=== Trecho do texto ===

Dados do Fórum Brasileiro de Segurança Pública (FBSP) sobre o índice de mortes violentas intencionais mostram que a população negra é o alvo principal. Em 2022, houve 47.508 casos e 76,5% das vítimas eram negras, segundo a última edição do Anuário Brasileiro de Segurança Pública. Um outro levantamento – divulgado no ano passado pela Rede de Observatórios da Segurança (ROS) – mostrou que a polícia mata uma pessoa negra a cada quatro horas em ao menos seis estados: Bahia, Ceará, Piauí, Pernambuco, Rio de Janeiro e São Paulo.
Em termos de violência policial, os dados não são menos eloquentes, envolvendo um número impressionante de vítimas crianças e adolescentes. Estatísticas também compiladas pelo Fórum Brasileiro de Segurança Pública mostram que, entre 2017 e 2019, por exemplo, as forças de segurança mataram 2.215 crianças e adolescentes negros de até 19 anos de idade em todo o país.
É o caso de Thiago Menezes Flausino, de 13 anos de idade, morto a tiros em uma operação na Cidade de Deus, no estado do Rio, no início de agosto.
Presente no ato, Priscila Menezes de Sousa, mãe do adolescente, cobrou justiça pela morte do filho, vítima da violência policial.
“Meu filho não foi abordado, ele foi executado. Os policiais acharam que ele poderia ser bandido e atiraram contra o meu filho, uma criança de 13 anos que tinha o sonho de ser jogador de futebol, gostava de ir para a escola. Ele era a alegria da minha casa. Estamos aqui para que eles parem de entrar na favela atirando e que sejam responsabilizados. Os policiais foram afastados, mas isso é pouco, que eles sejam presos e punidos”, afirmou Priscila.

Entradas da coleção

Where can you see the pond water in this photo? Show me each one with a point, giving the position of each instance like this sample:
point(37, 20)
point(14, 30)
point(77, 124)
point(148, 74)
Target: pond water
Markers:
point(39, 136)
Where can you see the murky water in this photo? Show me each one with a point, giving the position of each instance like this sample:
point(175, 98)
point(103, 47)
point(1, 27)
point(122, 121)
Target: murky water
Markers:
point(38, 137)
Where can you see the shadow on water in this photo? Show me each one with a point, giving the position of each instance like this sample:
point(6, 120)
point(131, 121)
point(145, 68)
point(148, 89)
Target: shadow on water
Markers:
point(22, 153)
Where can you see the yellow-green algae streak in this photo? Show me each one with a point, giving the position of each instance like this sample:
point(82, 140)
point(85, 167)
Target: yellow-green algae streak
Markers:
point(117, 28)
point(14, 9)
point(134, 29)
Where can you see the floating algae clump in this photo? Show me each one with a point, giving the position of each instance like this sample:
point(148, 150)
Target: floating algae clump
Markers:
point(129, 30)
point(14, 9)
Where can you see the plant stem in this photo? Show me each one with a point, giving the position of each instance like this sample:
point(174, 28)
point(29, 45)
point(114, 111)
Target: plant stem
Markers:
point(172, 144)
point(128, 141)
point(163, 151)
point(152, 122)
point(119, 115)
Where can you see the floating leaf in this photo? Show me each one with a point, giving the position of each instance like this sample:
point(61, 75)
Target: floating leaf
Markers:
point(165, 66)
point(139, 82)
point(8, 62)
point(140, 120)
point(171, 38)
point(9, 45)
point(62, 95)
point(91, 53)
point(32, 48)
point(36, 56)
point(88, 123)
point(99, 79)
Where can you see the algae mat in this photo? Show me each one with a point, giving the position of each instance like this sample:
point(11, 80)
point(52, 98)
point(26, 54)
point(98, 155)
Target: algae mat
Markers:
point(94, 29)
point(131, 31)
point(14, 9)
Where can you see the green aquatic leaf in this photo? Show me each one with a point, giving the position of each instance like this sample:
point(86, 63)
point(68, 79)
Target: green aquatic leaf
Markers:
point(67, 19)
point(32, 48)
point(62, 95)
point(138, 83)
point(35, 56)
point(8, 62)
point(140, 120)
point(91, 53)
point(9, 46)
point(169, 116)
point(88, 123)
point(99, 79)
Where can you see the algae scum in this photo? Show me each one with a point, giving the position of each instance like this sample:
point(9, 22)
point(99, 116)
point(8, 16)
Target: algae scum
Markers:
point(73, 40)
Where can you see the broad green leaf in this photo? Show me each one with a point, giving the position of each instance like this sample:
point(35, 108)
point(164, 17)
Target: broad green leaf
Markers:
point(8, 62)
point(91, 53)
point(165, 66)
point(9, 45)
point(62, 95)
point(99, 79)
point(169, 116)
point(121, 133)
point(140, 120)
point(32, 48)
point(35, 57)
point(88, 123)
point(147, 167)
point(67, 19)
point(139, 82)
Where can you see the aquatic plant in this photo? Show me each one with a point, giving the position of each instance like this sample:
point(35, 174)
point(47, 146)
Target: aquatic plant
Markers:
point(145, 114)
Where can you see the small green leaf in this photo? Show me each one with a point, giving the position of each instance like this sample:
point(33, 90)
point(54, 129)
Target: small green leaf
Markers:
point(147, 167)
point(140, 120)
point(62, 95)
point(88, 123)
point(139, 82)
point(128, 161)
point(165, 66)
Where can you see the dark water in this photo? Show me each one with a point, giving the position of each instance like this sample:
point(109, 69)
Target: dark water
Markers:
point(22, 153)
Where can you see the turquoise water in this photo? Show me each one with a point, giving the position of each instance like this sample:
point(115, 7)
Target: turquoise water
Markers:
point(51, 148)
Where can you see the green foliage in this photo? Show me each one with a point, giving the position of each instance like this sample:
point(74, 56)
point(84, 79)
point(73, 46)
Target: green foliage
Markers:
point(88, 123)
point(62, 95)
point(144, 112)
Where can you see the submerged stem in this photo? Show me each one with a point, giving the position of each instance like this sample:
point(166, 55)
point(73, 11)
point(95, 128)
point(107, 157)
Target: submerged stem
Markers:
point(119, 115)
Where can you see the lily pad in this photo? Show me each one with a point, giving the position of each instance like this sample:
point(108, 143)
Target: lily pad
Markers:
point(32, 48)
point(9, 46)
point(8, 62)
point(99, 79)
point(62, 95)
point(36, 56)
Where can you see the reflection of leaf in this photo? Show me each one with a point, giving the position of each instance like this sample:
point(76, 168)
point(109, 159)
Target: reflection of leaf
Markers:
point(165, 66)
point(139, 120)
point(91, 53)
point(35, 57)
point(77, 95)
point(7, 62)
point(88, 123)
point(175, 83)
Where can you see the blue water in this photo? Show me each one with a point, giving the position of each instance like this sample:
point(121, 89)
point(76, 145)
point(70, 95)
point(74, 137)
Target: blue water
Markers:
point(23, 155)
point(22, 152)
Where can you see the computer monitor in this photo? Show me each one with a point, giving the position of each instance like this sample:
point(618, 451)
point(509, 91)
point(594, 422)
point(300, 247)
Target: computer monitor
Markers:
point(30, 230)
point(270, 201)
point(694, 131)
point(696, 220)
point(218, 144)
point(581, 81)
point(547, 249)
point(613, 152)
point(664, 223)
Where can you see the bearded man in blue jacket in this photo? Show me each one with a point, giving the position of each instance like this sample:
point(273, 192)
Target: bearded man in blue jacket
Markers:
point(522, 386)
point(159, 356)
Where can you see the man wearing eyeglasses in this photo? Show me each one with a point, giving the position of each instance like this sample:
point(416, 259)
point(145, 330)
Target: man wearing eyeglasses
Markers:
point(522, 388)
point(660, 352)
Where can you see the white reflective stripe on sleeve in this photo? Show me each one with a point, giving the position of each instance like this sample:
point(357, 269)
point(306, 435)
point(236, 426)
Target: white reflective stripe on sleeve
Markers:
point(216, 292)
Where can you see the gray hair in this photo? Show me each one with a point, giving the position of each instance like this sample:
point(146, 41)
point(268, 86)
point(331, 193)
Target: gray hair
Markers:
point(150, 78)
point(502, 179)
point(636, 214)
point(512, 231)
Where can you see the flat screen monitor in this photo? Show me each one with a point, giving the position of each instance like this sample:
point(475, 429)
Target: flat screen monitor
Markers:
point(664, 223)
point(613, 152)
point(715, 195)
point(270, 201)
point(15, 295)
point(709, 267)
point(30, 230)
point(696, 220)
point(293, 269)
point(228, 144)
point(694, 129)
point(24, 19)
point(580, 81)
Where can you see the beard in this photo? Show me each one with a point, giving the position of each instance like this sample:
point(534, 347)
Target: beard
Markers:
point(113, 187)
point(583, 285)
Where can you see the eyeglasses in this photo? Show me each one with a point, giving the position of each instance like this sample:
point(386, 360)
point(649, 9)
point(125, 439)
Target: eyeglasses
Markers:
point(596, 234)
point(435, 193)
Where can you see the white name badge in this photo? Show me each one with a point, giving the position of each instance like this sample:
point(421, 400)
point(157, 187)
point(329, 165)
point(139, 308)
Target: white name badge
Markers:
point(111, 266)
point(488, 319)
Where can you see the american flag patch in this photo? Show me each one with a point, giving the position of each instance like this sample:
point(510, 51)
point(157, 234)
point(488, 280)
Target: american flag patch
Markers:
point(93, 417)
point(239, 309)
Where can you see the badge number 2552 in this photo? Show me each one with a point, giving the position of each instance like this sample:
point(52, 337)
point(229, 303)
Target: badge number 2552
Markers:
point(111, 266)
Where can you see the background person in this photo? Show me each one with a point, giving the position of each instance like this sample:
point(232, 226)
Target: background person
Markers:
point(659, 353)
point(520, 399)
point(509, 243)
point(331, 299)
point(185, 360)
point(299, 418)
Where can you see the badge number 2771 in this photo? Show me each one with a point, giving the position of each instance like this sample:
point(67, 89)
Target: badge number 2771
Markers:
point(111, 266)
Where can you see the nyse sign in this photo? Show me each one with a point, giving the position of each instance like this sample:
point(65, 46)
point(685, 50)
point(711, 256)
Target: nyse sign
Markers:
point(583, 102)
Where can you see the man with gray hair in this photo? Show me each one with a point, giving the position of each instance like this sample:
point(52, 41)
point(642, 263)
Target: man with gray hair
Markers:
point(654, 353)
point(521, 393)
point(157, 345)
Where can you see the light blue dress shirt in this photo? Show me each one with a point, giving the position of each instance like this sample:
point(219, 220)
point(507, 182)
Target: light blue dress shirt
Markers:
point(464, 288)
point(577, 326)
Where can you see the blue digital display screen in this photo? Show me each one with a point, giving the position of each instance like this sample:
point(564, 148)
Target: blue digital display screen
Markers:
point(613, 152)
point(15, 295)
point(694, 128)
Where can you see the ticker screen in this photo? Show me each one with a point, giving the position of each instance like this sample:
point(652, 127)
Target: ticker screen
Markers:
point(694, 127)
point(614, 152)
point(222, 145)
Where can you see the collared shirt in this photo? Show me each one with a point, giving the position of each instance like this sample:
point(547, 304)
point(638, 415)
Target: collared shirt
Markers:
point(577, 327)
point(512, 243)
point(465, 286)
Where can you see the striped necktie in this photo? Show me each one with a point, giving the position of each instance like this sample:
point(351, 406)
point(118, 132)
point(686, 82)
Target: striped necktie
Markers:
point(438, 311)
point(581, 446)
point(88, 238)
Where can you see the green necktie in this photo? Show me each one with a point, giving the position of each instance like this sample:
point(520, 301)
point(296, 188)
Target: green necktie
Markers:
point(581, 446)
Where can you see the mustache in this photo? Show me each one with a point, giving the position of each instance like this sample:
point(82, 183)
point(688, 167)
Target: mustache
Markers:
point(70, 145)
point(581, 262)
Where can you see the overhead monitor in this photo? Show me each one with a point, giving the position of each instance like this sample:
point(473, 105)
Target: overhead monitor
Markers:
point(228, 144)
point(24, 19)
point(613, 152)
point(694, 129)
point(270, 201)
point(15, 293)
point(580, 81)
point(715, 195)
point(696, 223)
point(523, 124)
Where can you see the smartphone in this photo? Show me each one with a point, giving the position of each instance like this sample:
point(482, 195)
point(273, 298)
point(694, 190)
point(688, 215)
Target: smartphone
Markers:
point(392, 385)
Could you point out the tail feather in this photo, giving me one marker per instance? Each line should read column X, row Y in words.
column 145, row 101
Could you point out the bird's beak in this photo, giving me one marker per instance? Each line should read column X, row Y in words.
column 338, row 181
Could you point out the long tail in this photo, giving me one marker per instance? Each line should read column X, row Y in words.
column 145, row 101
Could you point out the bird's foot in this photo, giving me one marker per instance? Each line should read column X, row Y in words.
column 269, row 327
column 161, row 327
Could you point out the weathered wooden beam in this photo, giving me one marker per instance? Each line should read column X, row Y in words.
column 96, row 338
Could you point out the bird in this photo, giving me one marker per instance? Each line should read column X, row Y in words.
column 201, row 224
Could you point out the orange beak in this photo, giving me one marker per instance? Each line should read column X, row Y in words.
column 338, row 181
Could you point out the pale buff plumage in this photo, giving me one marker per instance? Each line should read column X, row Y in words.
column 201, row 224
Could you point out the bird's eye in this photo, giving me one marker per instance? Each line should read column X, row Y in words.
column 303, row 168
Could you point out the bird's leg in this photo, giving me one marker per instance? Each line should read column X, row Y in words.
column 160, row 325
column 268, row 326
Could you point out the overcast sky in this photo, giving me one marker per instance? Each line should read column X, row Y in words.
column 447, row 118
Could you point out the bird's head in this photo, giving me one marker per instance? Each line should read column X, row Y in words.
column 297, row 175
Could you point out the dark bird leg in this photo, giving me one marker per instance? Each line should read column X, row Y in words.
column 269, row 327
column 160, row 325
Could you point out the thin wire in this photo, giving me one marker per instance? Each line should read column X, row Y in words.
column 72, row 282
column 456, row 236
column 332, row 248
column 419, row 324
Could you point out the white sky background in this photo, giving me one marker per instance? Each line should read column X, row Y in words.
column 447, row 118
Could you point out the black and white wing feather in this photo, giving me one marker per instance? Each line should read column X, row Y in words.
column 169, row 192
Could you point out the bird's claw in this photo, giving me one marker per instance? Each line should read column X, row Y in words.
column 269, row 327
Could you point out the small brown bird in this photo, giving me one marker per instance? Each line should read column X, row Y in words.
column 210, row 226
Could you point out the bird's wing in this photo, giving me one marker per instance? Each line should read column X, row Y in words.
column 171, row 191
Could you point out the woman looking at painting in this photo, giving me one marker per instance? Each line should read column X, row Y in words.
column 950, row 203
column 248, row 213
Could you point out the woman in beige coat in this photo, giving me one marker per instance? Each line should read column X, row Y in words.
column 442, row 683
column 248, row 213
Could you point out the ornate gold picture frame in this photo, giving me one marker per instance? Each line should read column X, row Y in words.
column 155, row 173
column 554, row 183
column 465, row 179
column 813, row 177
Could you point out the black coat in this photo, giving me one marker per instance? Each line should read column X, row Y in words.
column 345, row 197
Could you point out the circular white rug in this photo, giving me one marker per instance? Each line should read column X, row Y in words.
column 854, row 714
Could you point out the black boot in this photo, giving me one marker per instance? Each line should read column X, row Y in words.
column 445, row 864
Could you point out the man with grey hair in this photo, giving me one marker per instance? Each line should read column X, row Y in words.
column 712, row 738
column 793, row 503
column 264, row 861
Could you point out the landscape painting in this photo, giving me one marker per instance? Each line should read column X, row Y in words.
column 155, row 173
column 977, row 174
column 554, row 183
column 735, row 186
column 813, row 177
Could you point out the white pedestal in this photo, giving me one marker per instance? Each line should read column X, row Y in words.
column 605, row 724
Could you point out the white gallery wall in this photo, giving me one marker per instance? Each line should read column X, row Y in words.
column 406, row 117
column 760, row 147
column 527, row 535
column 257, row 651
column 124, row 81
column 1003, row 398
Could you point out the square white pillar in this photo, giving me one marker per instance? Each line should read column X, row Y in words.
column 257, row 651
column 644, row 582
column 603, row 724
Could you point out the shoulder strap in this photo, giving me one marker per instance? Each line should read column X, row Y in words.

=== Lista de tarefas ===
[A] Conte em quantas linhas dos registros aparece a palavra "reflection", levando em conta maiúsculas e minúsculas. Responda somente com o número.
[B] Escreva a continuação do texto sobre a violência contra a população negra, começando logo depois da última frase dele.

=== Respostas das tarefas ===
[A] 2

[B]
A Polícia Militar do Rio de Janeiro afastou da atuação nas ruas, em caráter provisório, agentes do Batalhão de Choque que atuaram na noite da segunda-feira, dia 7 de agosto, na Cidade de Deus, resultando na morte do Thiago. Os policiais ficarão afastados até o fim das investigações e cumprirão funções administrativas.
Ana Paula Oliveira é mãe de Johnatan de Oliveira Lima, morto aos 19 anos na Favela de Manguinhos, na zona norte do Rio. Ele foi morto pela polícia no dia 14 de maio de 2014 com um tiro nas costas. Segundo Ana Paula, o policial acusado do assassinato vai a júri popular em março do ano que vem, quase dez anos após a morte.
“Se dependesse da minha luta e de outras mães, mulheres pretas e moradoras de favela, que têm lutado contra a impunidade, nossos filhos teriam sido os últimos casos. Mas depende de políticas públicas em que haja uma política de segurança pública que realmente zele pela vida dos jovens e das crianças pretas moradoras de favelas e da periferia. Não é uma realidade para nós. O Brasil é um país racista que mata, encarcera e desaparece com os corpos negros. Nossa luta é pela vida”, disse Ana Paula.
Em nota, a Secretaria de Estado de Polícia Militar informou que além da colaboração integral com as investigações da Polícia Civil, o comando da corporação determinou que os seis agentes do Batalhão de Choque que atuaram na noite em que o adolescente foi morto na Cidade de Deus, fossem transferidos de unidade e afastados do serviço das ruas provisoriamente até o fim das investigações e cumprem funções administrativas. “Paralelamente ao trabalho da Polícia Civil, o comando da corporação instaurou um procedimento apuratório, por meio de sua Corregedoria Geral, para averiguar todas as circunstâncias do caso ocorrido, no último dia 7 de agosto”, diz a nota.
Execução sumária
Em São Paulo, a manifestação foi realizada em frente ao Museu de Arte de São Paulo (Masp) e também pediu o fim das recentes operações policiais nos estados de São Paulo, do Rio de Janeiro e Bahia.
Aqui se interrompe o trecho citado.